=== Exercise aim ===
Please copy out the records below, swapping every "photo" for "image" and keeping everything else unchanged. Leave the pictures out.

=== Extracted entries ===

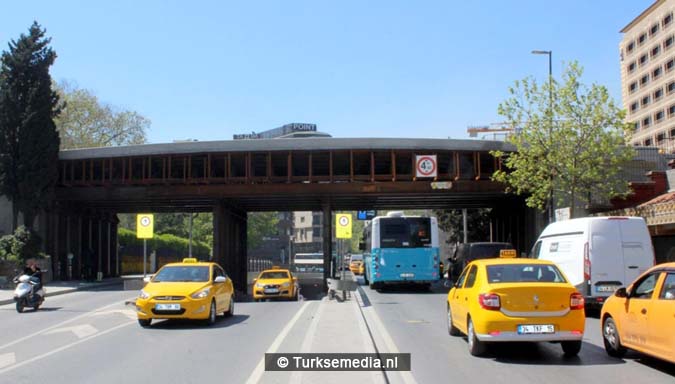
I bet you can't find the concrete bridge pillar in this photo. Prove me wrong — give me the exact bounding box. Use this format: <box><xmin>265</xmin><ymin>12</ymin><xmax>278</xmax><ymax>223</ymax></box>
<box><xmin>213</xmin><ymin>201</ymin><xmax>248</xmax><ymax>292</ymax></box>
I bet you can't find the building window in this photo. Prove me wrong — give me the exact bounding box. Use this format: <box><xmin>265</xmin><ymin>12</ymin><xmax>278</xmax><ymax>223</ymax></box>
<box><xmin>628</xmin><ymin>81</ymin><xmax>637</xmax><ymax>93</ymax></box>
<box><xmin>649</xmin><ymin>24</ymin><xmax>659</xmax><ymax>36</ymax></box>
<box><xmin>640</xmin><ymin>74</ymin><xmax>649</xmax><ymax>87</ymax></box>
<box><xmin>654</xmin><ymin>111</ymin><xmax>664</xmax><ymax>123</ymax></box>
<box><xmin>650</xmin><ymin>45</ymin><xmax>661</xmax><ymax>59</ymax></box>
<box><xmin>663</xmin><ymin>35</ymin><xmax>675</xmax><ymax>50</ymax></box>
<box><xmin>642</xmin><ymin>116</ymin><xmax>652</xmax><ymax>128</ymax></box>
<box><xmin>666</xmin><ymin>59</ymin><xmax>675</xmax><ymax>72</ymax></box>
<box><xmin>628</xmin><ymin>61</ymin><xmax>637</xmax><ymax>73</ymax></box>
<box><xmin>642</xmin><ymin>95</ymin><xmax>651</xmax><ymax>107</ymax></box>
<box><xmin>640</xmin><ymin>55</ymin><xmax>647</xmax><ymax>66</ymax></box>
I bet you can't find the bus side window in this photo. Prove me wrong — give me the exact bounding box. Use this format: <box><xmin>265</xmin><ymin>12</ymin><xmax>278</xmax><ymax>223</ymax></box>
<box><xmin>530</xmin><ymin>240</ymin><xmax>541</xmax><ymax>259</ymax></box>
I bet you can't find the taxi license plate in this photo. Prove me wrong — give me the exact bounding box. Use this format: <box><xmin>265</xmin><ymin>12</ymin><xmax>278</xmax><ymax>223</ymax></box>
<box><xmin>155</xmin><ymin>304</ymin><xmax>180</xmax><ymax>311</ymax></box>
<box><xmin>518</xmin><ymin>324</ymin><xmax>555</xmax><ymax>335</ymax></box>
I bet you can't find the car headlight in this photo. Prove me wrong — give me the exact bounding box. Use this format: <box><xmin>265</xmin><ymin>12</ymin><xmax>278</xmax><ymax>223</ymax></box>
<box><xmin>190</xmin><ymin>288</ymin><xmax>211</xmax><ymax>299</ymax></box>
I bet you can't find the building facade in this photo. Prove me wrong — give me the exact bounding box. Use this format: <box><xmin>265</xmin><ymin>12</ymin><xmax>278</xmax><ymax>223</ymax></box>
<box><xmin>619</xmin><ymin>0</ymin><xmax>675</xmax><ymax>153</ymax></box>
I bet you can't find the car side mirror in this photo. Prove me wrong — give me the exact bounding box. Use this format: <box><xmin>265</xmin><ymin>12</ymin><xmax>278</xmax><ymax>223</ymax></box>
<box><xmin>614</xmin><ymin>287</ymin><xmax>628</xmax><ymax>297</ymax></box>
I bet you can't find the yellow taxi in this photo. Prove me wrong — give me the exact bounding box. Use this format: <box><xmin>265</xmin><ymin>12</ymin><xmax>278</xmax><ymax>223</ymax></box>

=== Right answer ===
I bet you can't find the concrete bridge pillar in this image. Prove me wrong — give me the exact bounding box. Use this format: <box><xmin>265</xmin><ymin>12</ymin><xmax>278</xmax><ymax>223</ymax></box>
<box><xmin>213</xmin><ymin>201</ymin><xmax>248</xmax><ymax>292</ymax></box>
I bet you can't find the building window in this image. Prove me wrong — give me the exact bounding box. Use this format: <box><xmin>265</xmin><ymin>12</ymin><xmax>278</xmax><ymax>223</ymax></box>
<box><xmin>628</xmin><ymin>81</ymin><xmax>637</xmax><ymax>93</ymax></box>
<box><xmin>649</xmin><ymin>24</ymin><xmax>659</xmax><ymax>36</ymax></box>
<box><xmin>640</xmin><ymin>74</ymin><xmax>649</xmax><ymax>87</ymax></box>
<box><xmin>654</xmin><ymin>111</ymin><xmax>664</xmax><ymax>123</ymax></box>
<box><xmin>650</xmin><ymin>45</ymin><xmax>661</xmax><ymax>59</ymax></box>
<box><xmin>663</xmin><ymin>35</ymin><xmax>675</xmax><ymax>50</ymax></box>
<box><xmin>642</xmin><ymin>116</ymin><xmax>652</xmax><ymax>128</ymax></box>
<box><xmin>666</xmin><ymin>59</ymin><xmax>675</xmax><ymax>72</ymax></box>
<box><xmin>628</xmin><ymin>61</ymin><xmax>637</xmax><ymax>73</ymax></box>
<box><xmin>642</xmin><ymin>95</ymin><xmax>651</xmax><ymax>107</ymax></box>
<box><xmin>640</xmin><ymin>55</ymin><xmax>647</xmax><ymax>66</ymax></box>
I bet you can't find the bus side window in this image. Prove me wrong — give me the exact bounding box. Use this format: <box><xmin>265</xmin><ymin>12</ymin><xmax>278</xmax><ymax>223</ymax></box>
<box><xmin>530</xmin><ymin>240</ymin><xmax>541</xmax><ymax>259</ymax></box>
I bet you can't find the taxi license plate in this image. Prove me wrong — give me the exact bounding box. Use this format: <box><xmin>265</xmin><ymin>12</ymin><xmax>278</xmax><ymax>223</ymax></box>
<box><xmin>155</xmin><ymin>304</ymin><xmax>180</xmax><ymax>311</ymax></box>
<box><xmin>518</xmin><ymin>324</ymin><xmax>555</xmax><ymax>335</ymax></box>
I bet you can't find the car headlight in this image. Prove me wrong — give me the exact bounding box. Use this format: <box><xmin>265</xmin><ymin>12</ymin><xmax>278</xmax><ymax>223</ymax></box>
<box><xmin>190</xmin><ymin>288</ymin><xmax>211</xmax><ymax>299</ymax></box>
I bet you can't find the building facade in this image. Prove me wrong — give me the exact bounding box. Use this format: <box><xmin>265</xmin><ymin>12</ymin><xmax>278</xmax><ymax>223</ymax></box>
<box><xmin>619</xmin><ymin>0</ymin><xmax>675</xmax><ymax>153</ymax></box>
I bet you can't find the car side mirror in this image. Prove me wrong — give me the exact bounding box. Use this format: <box><xmin>265</xmin><ymin>12</ymin><xmax>278</xmax><ymax>223</ymax></box>
<box><xmin>614</xmin><ymin>287</ymin><xmax>628</xmax><ymax>297</ymax></box>
I bet you can't find the yellow taxi in this image. Prove me wrong — give me the exact bounding box. Use this format: <box><xmin>265</xmin><ymin>12</ymin><xmax>278</xmax><ymax>223</ymax></box>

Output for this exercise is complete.